* start SUPPLIED INFORMATION *
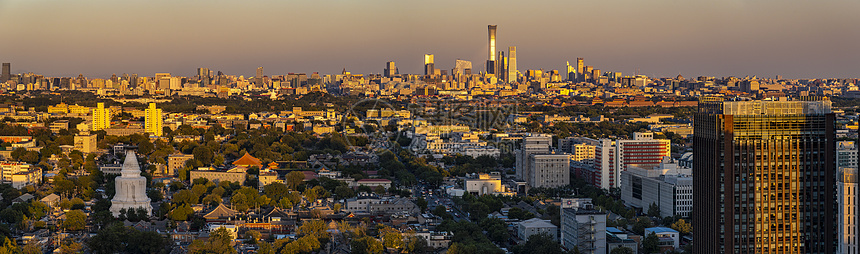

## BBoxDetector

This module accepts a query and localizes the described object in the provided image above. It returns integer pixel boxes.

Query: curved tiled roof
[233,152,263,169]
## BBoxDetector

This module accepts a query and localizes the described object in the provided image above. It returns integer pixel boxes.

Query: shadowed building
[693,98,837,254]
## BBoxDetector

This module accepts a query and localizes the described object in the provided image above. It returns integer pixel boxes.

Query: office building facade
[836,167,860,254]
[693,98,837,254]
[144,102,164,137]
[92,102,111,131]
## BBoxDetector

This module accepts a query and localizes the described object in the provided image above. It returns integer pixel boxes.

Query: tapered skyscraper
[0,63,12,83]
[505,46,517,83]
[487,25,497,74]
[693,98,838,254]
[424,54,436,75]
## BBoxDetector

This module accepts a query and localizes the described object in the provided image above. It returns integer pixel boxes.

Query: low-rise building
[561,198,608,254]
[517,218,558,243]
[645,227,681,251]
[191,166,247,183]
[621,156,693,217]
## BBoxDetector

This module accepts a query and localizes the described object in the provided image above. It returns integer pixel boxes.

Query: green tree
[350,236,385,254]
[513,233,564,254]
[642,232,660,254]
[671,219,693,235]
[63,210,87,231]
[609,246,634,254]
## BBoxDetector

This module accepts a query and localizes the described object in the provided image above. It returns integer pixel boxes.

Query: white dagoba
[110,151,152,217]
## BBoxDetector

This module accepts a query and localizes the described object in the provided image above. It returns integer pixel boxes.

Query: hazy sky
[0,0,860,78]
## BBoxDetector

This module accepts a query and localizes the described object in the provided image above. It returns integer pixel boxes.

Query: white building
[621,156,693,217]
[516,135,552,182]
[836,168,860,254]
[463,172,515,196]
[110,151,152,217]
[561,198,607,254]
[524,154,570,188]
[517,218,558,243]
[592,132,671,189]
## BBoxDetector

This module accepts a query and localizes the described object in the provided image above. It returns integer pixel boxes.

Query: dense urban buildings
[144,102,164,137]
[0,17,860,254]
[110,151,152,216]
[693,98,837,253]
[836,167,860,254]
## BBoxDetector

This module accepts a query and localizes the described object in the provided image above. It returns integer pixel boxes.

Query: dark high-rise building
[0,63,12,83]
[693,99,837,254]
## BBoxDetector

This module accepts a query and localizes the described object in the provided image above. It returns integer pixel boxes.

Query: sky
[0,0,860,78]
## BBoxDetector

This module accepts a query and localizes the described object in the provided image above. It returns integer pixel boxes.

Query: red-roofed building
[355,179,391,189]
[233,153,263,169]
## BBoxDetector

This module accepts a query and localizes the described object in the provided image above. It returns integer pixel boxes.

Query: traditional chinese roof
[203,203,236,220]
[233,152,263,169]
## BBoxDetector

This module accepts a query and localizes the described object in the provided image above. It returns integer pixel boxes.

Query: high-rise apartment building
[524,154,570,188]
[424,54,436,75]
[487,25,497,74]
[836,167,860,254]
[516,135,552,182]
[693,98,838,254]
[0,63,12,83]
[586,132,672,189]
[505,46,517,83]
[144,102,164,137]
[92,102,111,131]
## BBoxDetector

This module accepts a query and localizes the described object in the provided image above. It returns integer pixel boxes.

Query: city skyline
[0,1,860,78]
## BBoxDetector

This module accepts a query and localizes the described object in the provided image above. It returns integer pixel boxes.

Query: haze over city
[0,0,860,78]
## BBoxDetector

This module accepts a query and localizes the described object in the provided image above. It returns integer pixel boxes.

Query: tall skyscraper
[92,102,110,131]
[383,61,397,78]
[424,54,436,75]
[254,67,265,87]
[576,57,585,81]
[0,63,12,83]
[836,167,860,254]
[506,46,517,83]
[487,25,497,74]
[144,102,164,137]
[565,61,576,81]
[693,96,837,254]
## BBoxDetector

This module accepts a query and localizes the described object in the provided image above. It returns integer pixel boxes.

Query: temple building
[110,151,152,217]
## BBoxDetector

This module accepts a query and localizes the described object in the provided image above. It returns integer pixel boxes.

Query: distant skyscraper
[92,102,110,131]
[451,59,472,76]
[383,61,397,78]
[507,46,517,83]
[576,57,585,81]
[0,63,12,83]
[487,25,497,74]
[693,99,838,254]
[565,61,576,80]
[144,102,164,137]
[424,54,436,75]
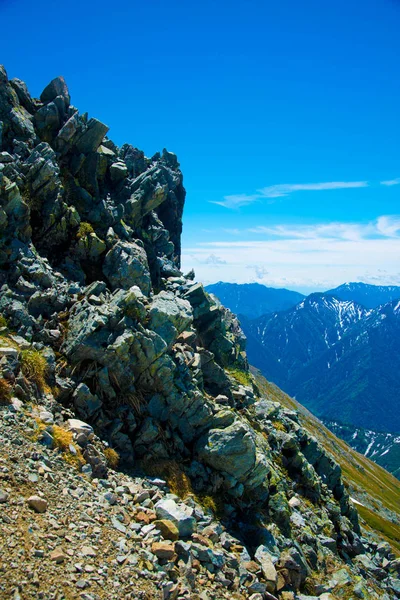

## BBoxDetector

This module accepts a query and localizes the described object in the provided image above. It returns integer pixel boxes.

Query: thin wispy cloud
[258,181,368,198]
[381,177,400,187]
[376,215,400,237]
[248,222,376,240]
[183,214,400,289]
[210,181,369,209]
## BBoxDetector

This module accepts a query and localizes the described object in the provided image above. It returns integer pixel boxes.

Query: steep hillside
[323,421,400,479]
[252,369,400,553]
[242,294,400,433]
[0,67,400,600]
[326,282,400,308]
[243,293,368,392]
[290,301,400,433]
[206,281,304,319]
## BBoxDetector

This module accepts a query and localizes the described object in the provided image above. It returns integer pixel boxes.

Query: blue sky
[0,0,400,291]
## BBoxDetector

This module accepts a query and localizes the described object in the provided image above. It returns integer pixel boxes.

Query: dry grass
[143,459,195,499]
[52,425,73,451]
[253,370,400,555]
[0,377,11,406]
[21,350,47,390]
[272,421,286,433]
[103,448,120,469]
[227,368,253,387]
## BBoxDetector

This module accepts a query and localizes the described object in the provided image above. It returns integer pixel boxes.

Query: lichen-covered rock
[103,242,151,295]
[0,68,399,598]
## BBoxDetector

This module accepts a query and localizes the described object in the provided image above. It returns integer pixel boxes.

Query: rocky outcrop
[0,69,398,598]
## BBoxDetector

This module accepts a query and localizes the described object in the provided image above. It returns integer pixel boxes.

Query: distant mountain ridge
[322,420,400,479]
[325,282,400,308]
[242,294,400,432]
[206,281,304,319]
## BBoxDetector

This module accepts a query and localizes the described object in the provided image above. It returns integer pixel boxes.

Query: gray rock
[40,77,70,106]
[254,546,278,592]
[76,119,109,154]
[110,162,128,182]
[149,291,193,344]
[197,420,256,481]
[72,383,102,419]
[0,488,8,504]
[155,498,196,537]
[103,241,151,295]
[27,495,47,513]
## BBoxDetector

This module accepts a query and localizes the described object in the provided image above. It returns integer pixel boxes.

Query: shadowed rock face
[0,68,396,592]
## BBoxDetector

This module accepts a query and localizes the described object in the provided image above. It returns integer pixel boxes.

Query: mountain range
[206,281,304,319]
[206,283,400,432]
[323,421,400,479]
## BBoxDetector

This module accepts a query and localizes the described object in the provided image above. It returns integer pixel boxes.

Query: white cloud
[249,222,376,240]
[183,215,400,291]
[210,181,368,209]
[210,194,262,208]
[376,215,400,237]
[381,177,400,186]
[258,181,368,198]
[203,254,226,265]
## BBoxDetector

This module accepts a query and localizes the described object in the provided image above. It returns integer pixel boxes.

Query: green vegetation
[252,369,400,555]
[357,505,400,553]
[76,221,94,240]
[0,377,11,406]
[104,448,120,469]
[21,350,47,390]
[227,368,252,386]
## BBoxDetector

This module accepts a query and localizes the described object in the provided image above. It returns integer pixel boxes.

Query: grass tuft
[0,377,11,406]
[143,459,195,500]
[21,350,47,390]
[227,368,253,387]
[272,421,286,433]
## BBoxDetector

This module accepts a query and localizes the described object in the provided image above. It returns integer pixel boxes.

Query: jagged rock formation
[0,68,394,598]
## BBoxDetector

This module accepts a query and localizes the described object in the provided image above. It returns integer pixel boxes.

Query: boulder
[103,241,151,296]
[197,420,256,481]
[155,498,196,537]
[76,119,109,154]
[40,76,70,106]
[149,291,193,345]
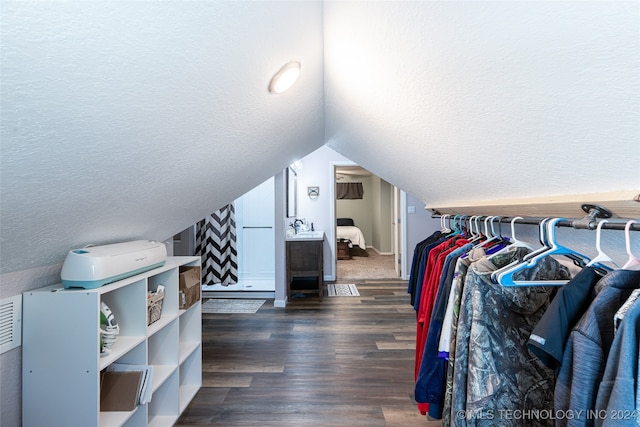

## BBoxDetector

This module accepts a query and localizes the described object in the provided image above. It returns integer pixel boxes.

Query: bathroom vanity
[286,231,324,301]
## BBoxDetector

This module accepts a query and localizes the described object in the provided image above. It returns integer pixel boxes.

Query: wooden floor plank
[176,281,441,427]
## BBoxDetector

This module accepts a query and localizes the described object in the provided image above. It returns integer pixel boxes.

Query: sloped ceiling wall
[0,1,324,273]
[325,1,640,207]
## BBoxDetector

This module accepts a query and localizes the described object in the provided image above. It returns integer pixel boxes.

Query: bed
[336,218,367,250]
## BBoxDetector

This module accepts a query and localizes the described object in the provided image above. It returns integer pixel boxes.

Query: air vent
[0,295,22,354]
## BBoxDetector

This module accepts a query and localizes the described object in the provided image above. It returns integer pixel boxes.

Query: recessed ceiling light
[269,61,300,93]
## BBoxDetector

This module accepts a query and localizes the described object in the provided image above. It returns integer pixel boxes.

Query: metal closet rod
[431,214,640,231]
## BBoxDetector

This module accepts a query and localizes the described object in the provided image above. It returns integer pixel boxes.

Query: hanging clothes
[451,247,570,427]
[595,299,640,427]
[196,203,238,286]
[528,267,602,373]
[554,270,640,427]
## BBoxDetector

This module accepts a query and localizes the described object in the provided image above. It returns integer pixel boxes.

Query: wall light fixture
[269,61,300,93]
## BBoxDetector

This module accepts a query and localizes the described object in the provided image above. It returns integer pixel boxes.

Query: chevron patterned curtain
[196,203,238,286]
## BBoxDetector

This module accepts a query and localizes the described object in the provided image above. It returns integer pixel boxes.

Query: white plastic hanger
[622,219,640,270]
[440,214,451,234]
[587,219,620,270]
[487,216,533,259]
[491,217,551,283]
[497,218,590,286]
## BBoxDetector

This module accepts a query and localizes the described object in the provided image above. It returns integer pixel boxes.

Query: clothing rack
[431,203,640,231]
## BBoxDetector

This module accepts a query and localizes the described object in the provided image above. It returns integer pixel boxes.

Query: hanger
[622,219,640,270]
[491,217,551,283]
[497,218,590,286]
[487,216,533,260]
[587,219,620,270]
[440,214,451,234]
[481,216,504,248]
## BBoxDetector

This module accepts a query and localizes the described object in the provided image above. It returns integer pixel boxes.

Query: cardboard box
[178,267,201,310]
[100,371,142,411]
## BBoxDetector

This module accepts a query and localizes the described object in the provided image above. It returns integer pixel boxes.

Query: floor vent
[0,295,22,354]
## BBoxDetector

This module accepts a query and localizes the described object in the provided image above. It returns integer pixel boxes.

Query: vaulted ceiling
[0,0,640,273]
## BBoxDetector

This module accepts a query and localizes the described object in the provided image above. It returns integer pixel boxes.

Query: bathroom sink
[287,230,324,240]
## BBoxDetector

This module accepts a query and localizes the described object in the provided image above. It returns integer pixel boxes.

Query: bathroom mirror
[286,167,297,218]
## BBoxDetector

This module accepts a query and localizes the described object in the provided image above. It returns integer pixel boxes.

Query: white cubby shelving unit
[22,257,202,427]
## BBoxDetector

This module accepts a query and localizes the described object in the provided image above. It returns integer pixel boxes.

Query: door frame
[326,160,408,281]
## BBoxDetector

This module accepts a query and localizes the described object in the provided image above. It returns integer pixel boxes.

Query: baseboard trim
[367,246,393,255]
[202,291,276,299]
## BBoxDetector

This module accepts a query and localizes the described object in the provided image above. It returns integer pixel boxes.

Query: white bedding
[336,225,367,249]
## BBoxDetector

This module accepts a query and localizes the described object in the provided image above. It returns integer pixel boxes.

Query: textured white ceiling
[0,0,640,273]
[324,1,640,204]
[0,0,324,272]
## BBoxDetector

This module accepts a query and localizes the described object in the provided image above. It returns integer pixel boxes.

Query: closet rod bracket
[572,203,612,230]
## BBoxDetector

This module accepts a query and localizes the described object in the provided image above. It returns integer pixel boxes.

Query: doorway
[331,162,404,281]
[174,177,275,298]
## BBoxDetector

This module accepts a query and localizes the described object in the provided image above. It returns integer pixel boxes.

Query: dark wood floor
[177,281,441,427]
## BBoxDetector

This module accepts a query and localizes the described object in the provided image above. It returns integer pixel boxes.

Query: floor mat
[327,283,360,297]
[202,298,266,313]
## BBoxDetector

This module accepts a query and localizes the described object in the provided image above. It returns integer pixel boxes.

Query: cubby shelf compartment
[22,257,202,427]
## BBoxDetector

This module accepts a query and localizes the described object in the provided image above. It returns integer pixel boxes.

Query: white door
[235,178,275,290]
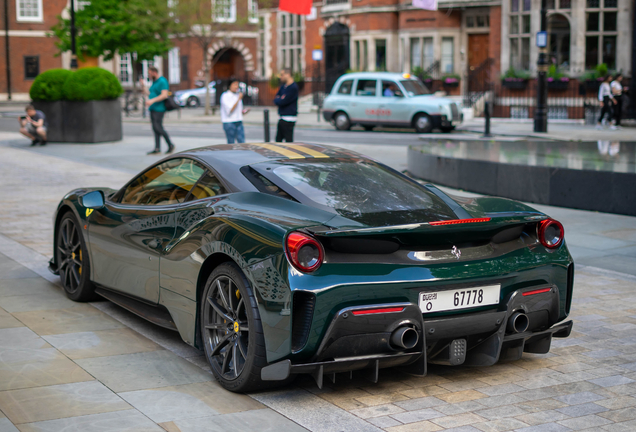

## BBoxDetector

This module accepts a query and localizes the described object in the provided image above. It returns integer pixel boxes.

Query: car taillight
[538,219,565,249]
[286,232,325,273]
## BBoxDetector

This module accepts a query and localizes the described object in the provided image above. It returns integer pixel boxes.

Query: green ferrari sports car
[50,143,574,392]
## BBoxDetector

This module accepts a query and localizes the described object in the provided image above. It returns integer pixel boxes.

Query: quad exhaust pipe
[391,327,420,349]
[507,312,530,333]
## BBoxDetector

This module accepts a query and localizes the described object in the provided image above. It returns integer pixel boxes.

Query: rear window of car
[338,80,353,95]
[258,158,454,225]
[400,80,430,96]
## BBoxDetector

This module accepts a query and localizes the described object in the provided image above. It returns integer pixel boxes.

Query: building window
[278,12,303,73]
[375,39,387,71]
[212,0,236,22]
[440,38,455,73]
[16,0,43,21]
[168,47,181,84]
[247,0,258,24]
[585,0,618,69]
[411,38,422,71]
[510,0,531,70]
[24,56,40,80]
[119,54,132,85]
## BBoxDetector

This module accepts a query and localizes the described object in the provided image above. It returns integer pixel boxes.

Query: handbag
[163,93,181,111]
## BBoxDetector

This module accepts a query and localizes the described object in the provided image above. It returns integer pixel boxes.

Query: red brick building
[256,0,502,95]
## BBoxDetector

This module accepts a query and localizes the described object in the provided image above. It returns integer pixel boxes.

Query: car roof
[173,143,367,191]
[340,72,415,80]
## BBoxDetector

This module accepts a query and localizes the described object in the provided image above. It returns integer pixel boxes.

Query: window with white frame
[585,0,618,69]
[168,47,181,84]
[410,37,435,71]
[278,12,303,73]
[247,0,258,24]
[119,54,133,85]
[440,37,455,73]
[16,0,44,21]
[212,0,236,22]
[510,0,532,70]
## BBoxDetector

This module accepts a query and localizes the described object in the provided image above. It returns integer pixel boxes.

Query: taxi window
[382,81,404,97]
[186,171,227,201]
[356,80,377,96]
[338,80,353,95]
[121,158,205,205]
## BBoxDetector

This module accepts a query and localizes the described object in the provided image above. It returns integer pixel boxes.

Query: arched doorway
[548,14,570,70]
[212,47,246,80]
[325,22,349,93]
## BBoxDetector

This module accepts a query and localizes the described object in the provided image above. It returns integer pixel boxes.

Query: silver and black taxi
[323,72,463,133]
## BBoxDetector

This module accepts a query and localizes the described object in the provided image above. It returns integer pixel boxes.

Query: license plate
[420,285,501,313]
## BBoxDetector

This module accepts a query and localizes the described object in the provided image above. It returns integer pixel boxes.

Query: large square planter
* end SUPPLIED INFORMATION *
** YOUR OBJECTIVE **
Extract each line of the records that contains the word "green".

** SOLUTION **
Query: green tree
Query: green vegetation
Query: green ferrari sports car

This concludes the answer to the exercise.